◆ **Exercise 1**:
In the passage on execution overheads, which thread-based setup achieves the best performance for the computation-intensive server operations?

start Source excerpt

In Table 1, we present the overheads obtained in each case, where the overhead is the total execution time minus the fixed, identical and unavoidable computation/communication costs for the two scenarios. We report the mean execution overheads of a large number of runs, which were required to obtain low variance. For the computation-intensive server operations there are very little performance gains in trying to overlap computation with communication (file I/O), and is not substantial enough to justify the overheads of a multi-threaded implementation. Therefore, a thread-based system with a single thread achieves the best performance among the thread-based implementations. For the I/O intensive server operations, using a multi-threaded implementation is useful, since computation and communication can be overlapped. Consequently, the best performance for the thread-based system is achieved, when the maximum number of threads are used (one thread for each server operation). As can be observed in both scenarios, the action-based implementation still achieves significantly (about an order of magnitude) less overheads as compared to the best thread-based implementation.

end Source excerpt
start Given data

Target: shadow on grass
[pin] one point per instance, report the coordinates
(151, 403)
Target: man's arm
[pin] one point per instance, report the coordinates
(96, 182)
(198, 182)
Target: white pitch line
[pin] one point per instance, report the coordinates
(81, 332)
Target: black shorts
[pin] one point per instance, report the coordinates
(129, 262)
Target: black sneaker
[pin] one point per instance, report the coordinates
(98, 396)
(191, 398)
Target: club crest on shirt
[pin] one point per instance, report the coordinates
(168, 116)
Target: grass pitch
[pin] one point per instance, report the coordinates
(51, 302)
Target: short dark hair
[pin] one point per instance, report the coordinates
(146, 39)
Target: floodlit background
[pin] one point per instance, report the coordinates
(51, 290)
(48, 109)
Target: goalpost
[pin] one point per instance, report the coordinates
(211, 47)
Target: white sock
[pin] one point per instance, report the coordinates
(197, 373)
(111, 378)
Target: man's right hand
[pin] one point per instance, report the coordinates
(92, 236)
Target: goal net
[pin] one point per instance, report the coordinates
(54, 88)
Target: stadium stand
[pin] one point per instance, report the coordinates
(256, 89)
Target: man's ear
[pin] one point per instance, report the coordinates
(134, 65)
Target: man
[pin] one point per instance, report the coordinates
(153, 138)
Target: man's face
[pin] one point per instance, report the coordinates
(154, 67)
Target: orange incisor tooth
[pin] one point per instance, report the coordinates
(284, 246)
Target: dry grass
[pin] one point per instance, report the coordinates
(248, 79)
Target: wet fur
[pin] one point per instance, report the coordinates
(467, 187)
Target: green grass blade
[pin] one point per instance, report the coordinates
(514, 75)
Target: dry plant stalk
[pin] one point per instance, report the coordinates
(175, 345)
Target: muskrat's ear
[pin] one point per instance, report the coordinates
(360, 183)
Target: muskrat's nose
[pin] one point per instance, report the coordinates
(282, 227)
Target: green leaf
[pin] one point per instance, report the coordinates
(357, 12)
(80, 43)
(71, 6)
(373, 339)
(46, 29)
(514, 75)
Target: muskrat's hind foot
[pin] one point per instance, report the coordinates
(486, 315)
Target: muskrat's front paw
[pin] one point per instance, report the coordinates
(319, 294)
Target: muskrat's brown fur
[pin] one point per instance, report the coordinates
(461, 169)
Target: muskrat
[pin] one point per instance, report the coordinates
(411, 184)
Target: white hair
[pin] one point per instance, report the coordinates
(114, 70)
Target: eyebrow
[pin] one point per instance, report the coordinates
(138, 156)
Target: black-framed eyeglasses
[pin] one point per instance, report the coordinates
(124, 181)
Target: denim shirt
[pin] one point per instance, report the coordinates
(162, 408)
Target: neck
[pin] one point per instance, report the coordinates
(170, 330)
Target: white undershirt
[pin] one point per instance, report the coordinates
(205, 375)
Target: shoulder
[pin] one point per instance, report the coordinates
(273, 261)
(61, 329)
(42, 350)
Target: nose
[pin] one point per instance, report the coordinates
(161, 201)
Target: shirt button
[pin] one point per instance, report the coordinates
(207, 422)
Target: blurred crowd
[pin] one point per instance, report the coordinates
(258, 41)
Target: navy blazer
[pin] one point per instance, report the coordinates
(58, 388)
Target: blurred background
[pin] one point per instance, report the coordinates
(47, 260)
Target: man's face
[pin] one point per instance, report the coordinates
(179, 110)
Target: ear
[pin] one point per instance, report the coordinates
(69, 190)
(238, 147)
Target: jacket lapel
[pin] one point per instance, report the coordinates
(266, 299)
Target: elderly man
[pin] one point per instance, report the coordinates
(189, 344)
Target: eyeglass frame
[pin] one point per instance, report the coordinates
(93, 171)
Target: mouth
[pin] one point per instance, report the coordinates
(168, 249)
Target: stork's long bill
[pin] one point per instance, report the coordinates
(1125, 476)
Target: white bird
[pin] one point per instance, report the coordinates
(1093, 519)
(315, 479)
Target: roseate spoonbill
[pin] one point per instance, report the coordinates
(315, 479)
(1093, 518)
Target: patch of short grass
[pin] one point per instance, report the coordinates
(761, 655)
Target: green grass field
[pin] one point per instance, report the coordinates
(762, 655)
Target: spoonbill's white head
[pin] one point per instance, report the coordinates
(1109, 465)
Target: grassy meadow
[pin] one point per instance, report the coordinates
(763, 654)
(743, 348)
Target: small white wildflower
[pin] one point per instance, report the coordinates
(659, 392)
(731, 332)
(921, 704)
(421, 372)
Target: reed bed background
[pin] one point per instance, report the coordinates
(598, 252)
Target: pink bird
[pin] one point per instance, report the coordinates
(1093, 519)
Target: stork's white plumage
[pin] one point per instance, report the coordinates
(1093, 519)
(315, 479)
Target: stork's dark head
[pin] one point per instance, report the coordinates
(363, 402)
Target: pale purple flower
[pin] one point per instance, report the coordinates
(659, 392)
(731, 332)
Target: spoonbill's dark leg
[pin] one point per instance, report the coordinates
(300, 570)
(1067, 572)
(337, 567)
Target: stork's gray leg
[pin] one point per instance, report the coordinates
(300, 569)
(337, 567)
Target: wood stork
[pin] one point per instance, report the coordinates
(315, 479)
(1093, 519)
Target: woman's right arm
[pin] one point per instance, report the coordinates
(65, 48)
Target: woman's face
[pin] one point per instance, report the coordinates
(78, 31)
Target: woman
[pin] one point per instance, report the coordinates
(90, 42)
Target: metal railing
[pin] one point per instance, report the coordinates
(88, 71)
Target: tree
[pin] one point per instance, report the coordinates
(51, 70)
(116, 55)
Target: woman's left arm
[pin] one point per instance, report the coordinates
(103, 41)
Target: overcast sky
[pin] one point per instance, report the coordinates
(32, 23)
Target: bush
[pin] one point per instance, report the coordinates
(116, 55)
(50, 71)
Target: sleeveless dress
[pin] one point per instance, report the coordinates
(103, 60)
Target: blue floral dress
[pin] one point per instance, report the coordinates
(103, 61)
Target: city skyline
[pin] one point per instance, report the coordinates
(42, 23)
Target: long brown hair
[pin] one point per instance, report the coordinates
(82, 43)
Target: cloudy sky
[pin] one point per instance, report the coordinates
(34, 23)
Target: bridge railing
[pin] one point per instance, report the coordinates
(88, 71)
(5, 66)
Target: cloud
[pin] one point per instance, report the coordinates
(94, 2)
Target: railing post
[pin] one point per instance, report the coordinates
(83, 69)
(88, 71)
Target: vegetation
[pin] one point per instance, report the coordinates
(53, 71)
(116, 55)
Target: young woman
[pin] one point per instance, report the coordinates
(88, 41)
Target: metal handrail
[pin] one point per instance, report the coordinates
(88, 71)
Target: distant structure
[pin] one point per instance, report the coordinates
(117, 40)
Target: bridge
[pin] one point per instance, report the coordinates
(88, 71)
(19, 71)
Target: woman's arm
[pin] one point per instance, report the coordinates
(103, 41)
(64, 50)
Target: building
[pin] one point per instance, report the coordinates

end Given data

◆ **Exercise 2**:
Report only the number of lines in the rows above that contain the word "hair".

◆ **Exercise solution 1**:
A thread-based system with a single thread.

◆ **Exercise solution 2**:
3